◆ Passage provided:
* * * * * * * * *

1. **STEP 1: Collect/Extract Data:** The first step in building a regression model is to collect or extract data on the dependent (outcome) variable and independent (feature) variables from different data sources. Data collection in many cases can be time-consuming and expensive, even when the organization has well-designed enterprise resource planning (ERP) system.

2. **STEP 2: Pre-Process the Data:** Before the model is built, it is essential to ensure the quality of the data for issues such as reliability, com- pleteness, usefulness, accuracy, missing data, and outliers.
    - Data imputation techniques may be used to deal with missing data. Use of descriptive statistics  and visualization (such as box plot and scatter plot) may be used to identify the existence of outliers and variability in the dataset.
    - Many new variables (such as the ratio of variables or product of variables) can be derived (aka feature engineering) and also used in model building.
    - Categorical data has must be pre-processed using dummy variables (part of feature engineering) before it is used in the regression model.


3. **STEP 3: Dividing Data into Training and Validation Datasets:** In this stage the data is divided into two subsets (sometimes more than two subsets): training dataset and validation or test dataset. The proportion of training dataset is usually between 70% and 80% of the data and the remaining data is treated as the validation data. The subsets may be created using random/ stratified sampling procedure. This is an important step to measure the performance of the model using dataset not used in model building. It is also essential to check for any overfitting of the model. In many cases, multiple training and multiple test data are used (called cross-validation).

* * * * * * * * *

[Excerpts from point annotation data]

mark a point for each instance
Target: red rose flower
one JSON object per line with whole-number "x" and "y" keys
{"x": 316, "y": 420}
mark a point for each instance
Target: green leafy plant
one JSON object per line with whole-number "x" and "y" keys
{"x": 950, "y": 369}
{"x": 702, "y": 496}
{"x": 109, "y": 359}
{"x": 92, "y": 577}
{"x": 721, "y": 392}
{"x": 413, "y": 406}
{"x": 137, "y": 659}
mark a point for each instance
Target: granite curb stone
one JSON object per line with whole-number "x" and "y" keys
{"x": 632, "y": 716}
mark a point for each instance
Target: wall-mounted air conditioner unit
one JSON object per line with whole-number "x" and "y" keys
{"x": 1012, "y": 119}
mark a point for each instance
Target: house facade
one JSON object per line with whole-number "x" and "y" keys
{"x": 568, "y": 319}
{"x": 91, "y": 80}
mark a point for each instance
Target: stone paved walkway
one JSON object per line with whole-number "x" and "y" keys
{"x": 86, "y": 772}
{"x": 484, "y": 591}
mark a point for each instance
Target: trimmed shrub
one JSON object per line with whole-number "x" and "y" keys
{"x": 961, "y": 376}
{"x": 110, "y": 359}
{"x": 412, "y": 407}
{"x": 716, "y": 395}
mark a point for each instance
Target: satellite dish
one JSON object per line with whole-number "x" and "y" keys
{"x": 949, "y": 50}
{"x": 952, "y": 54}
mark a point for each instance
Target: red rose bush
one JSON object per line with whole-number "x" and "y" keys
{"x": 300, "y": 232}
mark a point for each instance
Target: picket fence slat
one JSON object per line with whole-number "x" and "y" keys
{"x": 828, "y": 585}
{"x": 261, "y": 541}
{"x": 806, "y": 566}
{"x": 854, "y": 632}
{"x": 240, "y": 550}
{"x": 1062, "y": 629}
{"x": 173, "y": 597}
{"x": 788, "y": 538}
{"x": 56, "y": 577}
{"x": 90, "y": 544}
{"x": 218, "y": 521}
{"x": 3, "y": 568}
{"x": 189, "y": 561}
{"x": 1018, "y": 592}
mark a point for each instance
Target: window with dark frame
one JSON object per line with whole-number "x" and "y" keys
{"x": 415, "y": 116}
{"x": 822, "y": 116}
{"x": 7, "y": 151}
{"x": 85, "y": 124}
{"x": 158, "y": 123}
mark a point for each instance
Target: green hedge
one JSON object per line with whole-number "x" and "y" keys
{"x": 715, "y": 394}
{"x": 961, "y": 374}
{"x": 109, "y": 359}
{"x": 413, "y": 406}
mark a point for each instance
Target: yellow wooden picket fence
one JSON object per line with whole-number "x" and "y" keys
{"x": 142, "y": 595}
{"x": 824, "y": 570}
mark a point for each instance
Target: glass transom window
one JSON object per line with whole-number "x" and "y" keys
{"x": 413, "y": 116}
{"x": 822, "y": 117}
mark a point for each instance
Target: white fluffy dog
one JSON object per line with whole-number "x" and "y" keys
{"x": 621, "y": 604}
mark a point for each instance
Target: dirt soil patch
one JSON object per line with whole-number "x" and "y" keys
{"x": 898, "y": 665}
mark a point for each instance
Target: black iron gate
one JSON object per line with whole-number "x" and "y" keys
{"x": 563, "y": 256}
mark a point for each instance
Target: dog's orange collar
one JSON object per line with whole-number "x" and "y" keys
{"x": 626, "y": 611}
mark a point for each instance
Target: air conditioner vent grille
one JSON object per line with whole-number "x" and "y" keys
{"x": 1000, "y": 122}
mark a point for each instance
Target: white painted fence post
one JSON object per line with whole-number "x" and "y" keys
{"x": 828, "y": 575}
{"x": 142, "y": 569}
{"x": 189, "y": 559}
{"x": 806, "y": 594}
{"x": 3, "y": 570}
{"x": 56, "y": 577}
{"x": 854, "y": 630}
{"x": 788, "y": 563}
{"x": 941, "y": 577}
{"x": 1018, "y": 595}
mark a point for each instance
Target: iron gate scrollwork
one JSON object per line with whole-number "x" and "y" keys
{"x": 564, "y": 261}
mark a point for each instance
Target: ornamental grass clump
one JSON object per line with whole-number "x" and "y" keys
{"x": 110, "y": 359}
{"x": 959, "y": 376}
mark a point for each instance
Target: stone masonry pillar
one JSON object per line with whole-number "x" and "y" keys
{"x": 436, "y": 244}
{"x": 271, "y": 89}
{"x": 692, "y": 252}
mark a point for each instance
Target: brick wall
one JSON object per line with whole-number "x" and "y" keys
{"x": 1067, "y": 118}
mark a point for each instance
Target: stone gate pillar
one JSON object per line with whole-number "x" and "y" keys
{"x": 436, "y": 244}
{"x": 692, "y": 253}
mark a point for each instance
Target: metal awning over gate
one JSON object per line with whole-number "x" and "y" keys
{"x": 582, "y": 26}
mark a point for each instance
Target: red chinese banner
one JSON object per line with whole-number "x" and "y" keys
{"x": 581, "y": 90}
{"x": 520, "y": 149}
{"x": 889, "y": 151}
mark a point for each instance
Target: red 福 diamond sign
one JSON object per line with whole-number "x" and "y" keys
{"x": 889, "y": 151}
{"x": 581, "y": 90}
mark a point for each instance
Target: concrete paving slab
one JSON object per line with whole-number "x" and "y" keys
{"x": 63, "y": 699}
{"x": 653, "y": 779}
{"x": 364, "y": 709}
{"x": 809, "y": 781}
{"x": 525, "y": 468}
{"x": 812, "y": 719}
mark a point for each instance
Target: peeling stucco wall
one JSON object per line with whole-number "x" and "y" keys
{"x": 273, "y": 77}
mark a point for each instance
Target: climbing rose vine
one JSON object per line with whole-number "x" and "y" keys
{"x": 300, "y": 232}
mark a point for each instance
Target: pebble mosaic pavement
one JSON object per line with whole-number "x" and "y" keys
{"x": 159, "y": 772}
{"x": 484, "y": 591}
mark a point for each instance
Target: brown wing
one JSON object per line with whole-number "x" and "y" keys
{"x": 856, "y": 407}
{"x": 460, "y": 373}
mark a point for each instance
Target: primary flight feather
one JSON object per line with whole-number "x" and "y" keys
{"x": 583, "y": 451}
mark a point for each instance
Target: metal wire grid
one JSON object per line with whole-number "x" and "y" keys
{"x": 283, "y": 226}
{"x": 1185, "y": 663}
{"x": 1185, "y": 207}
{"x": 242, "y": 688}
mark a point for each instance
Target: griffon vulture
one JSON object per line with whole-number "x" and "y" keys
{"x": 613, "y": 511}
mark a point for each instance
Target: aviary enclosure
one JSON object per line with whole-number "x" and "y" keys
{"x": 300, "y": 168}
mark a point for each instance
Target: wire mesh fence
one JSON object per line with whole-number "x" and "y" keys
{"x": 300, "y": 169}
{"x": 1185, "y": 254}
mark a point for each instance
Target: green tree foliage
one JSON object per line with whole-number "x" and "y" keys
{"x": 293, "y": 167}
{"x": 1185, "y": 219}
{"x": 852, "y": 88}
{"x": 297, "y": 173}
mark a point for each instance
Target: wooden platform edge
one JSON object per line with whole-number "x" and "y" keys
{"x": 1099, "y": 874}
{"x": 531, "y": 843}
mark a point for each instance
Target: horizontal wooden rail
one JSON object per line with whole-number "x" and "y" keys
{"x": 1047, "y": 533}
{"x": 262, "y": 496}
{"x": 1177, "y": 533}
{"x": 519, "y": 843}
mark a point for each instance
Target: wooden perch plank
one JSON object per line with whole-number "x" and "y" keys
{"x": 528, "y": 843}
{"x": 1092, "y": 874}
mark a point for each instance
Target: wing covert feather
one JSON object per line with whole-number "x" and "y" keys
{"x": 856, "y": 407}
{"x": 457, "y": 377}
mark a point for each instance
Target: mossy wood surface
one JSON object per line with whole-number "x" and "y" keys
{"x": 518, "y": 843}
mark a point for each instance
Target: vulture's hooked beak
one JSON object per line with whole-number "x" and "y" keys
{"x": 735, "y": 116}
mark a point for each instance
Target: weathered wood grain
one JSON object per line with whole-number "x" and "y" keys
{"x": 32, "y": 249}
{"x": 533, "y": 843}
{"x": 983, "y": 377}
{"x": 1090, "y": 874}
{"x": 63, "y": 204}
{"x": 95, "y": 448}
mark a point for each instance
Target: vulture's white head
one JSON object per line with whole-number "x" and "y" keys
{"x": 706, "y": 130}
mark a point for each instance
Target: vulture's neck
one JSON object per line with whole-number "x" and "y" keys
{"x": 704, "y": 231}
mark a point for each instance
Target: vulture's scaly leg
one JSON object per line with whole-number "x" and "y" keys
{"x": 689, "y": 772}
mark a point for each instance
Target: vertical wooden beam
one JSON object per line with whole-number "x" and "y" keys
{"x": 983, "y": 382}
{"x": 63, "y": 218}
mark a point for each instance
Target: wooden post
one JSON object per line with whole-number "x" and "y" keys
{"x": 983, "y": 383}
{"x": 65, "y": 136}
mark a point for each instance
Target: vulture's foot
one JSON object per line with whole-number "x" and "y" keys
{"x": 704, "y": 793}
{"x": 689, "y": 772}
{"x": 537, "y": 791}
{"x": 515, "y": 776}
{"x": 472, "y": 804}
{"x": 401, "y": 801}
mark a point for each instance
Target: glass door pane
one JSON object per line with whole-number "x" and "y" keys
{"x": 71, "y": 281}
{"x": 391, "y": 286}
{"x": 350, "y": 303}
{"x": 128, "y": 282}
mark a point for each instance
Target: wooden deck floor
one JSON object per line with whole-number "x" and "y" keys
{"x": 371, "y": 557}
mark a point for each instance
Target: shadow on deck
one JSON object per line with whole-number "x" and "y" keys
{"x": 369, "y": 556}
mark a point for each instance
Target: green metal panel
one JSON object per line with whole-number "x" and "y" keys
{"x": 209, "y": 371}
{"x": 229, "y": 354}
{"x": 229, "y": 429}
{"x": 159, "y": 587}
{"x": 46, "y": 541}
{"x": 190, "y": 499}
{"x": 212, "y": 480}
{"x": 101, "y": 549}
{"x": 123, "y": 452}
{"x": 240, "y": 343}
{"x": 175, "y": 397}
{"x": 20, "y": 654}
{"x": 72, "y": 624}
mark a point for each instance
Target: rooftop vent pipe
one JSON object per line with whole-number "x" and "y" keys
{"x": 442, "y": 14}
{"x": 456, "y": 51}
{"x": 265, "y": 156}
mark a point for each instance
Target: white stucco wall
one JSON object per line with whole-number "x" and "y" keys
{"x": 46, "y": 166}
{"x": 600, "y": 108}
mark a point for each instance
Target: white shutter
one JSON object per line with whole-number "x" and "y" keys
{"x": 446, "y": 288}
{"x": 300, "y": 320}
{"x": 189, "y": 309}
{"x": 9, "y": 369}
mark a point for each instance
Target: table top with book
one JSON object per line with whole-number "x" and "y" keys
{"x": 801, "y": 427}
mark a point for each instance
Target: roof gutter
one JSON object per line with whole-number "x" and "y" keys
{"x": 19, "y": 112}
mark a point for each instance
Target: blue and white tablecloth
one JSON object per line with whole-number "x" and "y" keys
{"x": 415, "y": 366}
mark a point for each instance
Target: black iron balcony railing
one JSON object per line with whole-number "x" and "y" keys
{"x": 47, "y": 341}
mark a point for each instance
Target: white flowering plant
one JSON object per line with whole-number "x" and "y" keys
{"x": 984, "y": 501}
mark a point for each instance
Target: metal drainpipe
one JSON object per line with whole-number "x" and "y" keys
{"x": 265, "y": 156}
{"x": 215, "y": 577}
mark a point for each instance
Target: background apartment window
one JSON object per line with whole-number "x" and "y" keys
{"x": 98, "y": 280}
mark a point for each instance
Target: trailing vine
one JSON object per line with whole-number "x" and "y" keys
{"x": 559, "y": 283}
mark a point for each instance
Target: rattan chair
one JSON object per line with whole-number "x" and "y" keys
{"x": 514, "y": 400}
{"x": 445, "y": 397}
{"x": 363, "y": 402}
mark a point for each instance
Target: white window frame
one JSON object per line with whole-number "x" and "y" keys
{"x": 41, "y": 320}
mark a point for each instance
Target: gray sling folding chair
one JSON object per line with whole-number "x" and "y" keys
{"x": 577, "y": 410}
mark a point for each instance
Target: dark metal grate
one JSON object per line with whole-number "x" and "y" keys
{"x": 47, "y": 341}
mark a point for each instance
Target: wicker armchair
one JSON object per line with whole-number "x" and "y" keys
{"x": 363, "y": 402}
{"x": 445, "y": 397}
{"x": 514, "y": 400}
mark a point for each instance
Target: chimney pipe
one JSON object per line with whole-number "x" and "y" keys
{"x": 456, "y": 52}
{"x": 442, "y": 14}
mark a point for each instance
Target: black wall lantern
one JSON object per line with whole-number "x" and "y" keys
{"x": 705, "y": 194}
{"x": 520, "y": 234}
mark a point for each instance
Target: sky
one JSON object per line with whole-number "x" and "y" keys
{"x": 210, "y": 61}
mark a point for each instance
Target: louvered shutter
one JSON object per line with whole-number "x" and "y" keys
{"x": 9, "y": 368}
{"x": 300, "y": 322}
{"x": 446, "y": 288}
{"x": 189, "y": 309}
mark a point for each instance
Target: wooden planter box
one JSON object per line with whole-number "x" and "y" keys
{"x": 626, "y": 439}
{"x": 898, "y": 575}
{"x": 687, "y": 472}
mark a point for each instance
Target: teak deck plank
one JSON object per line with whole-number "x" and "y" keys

* * * * * * * * *

◆ What you need to do:
[a] According to the passage on building a regression model, why is the data divided into training and validation datasets?
[b] Find every line of the entries that contains the string "dark", treating case as significant, and copy each of those lines.

◆ Responses to the exercise:
[a] Dividing the data lets the model's performance be measured on a dataset that was not used to build it. The division is also essential for checking the model for overfitting.

[b]
Target: window with dark frame
Target: dark metal grate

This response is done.